Collect every line of the items below that contains the word "green" and copy each one in full.

## start Dataset records

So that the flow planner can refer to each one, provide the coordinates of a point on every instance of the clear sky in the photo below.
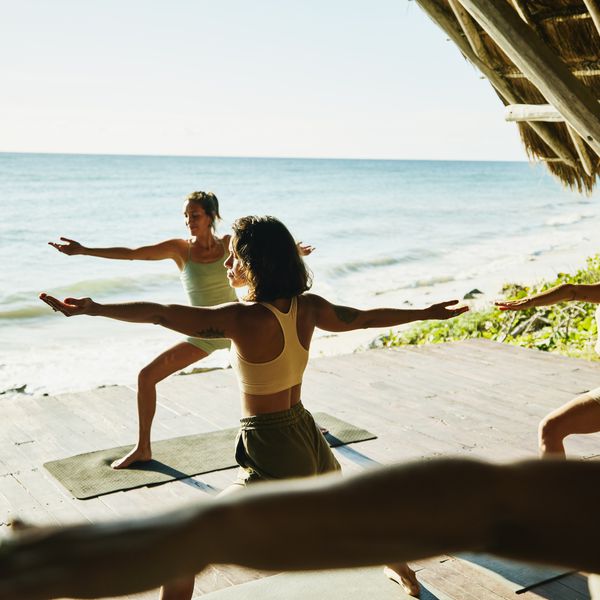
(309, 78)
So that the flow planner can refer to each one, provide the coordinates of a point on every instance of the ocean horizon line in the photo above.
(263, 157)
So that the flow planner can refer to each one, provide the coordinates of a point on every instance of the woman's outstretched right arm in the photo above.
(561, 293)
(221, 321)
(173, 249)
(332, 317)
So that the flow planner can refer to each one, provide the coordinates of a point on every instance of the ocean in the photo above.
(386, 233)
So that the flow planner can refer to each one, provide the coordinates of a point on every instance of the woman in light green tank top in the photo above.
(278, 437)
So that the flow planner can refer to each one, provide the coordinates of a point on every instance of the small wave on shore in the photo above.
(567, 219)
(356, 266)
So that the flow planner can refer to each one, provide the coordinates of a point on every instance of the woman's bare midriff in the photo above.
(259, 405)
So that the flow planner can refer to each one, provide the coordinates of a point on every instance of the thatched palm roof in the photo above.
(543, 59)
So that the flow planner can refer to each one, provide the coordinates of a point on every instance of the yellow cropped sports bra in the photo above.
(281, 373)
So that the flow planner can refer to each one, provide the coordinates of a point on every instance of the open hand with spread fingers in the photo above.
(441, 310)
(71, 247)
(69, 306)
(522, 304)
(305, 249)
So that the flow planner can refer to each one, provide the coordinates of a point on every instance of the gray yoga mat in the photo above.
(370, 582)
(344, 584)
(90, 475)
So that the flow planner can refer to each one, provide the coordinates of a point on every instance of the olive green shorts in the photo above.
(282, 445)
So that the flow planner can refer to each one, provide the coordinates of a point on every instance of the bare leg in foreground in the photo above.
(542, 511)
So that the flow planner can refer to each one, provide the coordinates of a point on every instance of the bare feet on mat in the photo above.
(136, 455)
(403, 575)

## end Dataset records
## start Dataset records

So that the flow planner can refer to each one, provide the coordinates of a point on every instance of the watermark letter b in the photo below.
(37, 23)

## end Dataset records
## start Dataset records

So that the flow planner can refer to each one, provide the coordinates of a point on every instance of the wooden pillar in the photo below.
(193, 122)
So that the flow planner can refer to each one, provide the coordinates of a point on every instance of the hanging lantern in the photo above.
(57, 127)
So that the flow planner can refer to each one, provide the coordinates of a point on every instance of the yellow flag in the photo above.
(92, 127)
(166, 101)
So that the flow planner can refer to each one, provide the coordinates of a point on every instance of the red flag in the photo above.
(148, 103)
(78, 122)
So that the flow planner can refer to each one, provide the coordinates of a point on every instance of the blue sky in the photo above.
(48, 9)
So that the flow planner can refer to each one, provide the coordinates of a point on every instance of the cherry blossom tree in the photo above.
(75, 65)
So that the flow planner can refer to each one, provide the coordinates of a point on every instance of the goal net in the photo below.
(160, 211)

## end Dataset records

Solution.
So that the flow planner can refer to each one, provide the coordinates of a point on every instance of the woman in light green tank top in the photo above.
So that the flow planner can refer to each one, provide the coordinates of a point on every instance of the olive green shorts in the photo above.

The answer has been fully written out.